▶ [The exercise]: Count the lines in the listing below that contain the word "track", and give only that number.

▶ [Excerpted records]:

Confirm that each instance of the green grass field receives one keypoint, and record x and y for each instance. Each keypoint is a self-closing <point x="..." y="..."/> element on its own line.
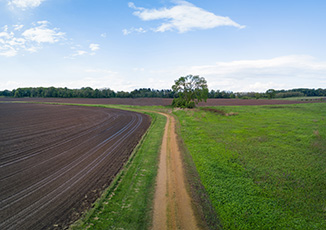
<point x="302" y="98"/>
<point x="264" y="167"/>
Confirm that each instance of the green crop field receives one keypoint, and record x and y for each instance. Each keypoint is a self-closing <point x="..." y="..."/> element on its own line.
<point x="264" y="167"/>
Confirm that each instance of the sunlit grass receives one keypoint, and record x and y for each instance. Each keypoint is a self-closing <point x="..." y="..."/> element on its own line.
<point x="263" y="167"/>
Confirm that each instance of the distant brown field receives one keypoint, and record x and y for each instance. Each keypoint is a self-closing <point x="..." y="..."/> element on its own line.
<point x="157" y="101"/>
<point x="55" y="160"/>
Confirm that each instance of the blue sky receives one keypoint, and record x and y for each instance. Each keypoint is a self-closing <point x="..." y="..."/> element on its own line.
<point x="236" y="45"/>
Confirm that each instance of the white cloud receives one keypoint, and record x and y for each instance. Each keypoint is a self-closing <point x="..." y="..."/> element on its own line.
<point x="14" y="40"/>
<point x="25" y="4"/>
<point x="259" y="75"/>
<point x="18" y="27"/>
<point x="183" y="17"/>
<point x="43" y="34"/>
<point x="133" y="30"/>
<point x="94" y="47"/>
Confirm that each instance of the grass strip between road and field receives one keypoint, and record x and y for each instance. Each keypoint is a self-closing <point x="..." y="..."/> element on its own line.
<point x="127" y="203"/>
<point x="262" y="166"/>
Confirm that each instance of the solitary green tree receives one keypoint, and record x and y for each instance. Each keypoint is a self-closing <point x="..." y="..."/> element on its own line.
<point x="190" y="90"/>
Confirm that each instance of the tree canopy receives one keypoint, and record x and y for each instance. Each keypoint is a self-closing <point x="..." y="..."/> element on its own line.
<point x="190" y="90"/>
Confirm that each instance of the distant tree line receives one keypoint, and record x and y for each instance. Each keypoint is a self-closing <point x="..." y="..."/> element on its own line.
<point x="88" y="92"/>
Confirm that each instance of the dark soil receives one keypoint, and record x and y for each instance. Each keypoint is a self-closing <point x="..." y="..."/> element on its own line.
<point x="56" y="160"/>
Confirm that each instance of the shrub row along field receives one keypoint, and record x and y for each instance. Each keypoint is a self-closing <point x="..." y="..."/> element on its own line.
<point x="157" y="101"/>
<point x="55" y="160"/>
<point x="262" y="166"/>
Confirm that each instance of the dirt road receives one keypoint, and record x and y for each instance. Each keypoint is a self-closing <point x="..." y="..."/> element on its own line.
<point x="172" y="203"/>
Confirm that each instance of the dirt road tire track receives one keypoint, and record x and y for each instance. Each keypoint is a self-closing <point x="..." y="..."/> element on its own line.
<point x="48" y="176"/>
<point x="172" y="202"/>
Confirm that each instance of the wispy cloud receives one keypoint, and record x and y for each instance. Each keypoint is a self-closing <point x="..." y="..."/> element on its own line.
<point x="43" y="34"/>
<point x="183" y="17"/>
<point x="94" y="47"/>
<point x="133" y="30"/>
<point x="14" y="40"/>
<point x="79" y="51"/>
<point x="25" y="4"/>
<point x="259" y="75"/>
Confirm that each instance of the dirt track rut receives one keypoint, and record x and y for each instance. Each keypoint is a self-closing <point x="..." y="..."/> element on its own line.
<point x="172" y="203"/>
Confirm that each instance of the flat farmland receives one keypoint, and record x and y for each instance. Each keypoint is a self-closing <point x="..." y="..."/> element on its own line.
<point x="55" y="160"/>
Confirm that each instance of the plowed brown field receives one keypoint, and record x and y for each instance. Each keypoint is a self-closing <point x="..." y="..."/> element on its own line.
<point x="55" y="160"/>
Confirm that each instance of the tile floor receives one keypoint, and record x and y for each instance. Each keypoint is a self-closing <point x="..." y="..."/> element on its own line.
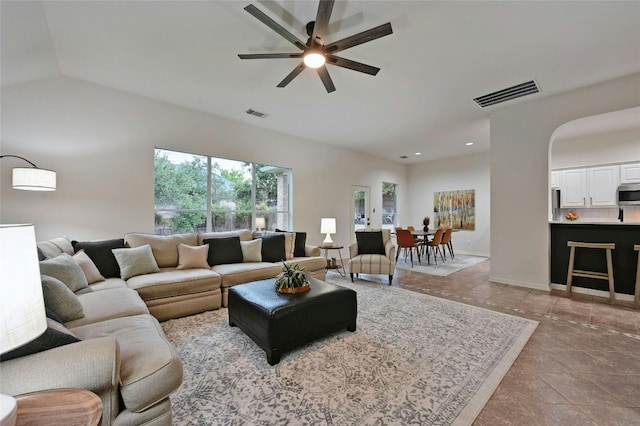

▶ [In response]: 2